Minhas ex-namoradas, quase namoradas, ficantes, ou relacionamentos permitidos ou proibidos, alguns que, na época, nem sempre poderia comentar, frequentemente foram temas das músicas que fiz, sozinho ou com parceiros e que, de alguma forma, pela sua impessoalidade me permitiram expor, contando o milagre, sem que fosse necessário dizer o nome do santo, ou melhor da santa.
Não me importo de chama-las de amantes, qualquer que seja sua característica, pois denotativamente, amante é a pessoa que amamos. Sem nenhuma conotação pejorativa. Muito pelo contrário.
Hoje posso falar do fato sem nenhum pudor, já que me permite a minha prioridade sobre as menores prioridades legais, que ganhei quando completei os oitenta e com uma esposa atual mais nova que alguns dos meus primeiros filhos. Pelo amor que tenho a ela, essa, minha esposa e companheira atual, é a minha verdadeira amante.
O “caso” que gerou a música que aqui historio, aconteceu há muito tempo, antes mesmo de conhecer minha atual esposa, e de cuja protagonista perdi totalmente o contato.
“S” era uma morena que encontrei na época que os CDs tinham tomado conta do mercado, substituindo os antigos bolachões e quando ainda não havia a facilidade do youtube, spotfy ou qualquer outro aplicativo nos fornecer as músicas que quiséssemos desfrutar. Tínhamos que comprar as mídias físicas ou usar as FM radiofônicas se quiséssemos ficar atualizados com os lançamentos musicais.

◆ ◆ ◆ ◆

* [Instrução 1]:
Copie do trecho do texto, sem nenhuma alteração, a passagem que começa em "Minhas ex-namoradas, quase" e vai até "Muito pelo contrário.", incluindo essas palavras.
* [Instrução 2]:
Resuma o trecho do texto em duas frases.
* [Instrução 3]:
Traduza para o inglês esta frase do trecho do texto: "Não me importo de chama-las de amantes, qualquer que seja sua característica, pois denotativamente, amante é a pessoa que amamos."

◆ ◆ ◆ ◆

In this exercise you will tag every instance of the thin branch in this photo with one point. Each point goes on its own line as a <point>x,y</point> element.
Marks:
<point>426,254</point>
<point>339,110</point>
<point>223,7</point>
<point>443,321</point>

◆ ◆ ◆ ◆

* [Resposta escrita 1]:
Minhas ex-namoradas, quase namoradas, ficantes, ou relacionamentos permitidos ou proibidos, alguns que, na época, nem sempre poderia comentar, frequentemente foram temas das músicas que fiz, sozinho ou com parceiros e que, de alguma forma, pela sua impessoalidade me permitiram expor, contando o milagre, sem que fosse necessário dizer o nome do santo, ou melhor da santa.
Não me importo de chama-las de amantes, qualquer que seja sua característica, pois denotativamente, amante é a pessoa que amamos. Sem nenhuma conotação pejorativa. Muito pelo contrário.

* [Resposta escrita 2]:
Quem narra conta que ex-namoradas e outros relacionamentos foram muitas vezes tema das músicas que fez, e chama essas mulheres de amantes no sentido de pessoas amadas, sem conotação pejorativa. Diz que hoje considera a esposa atual sua verdadeira amante e apresenta o caso, anterior a ela, com "S", uma morena que conheceu quando os CDs dominavam o mercado.

* [Resposta escrita 3]:
I don't mind calling them lovers, whatever their nature, because, denotatively, a lover is the person we love.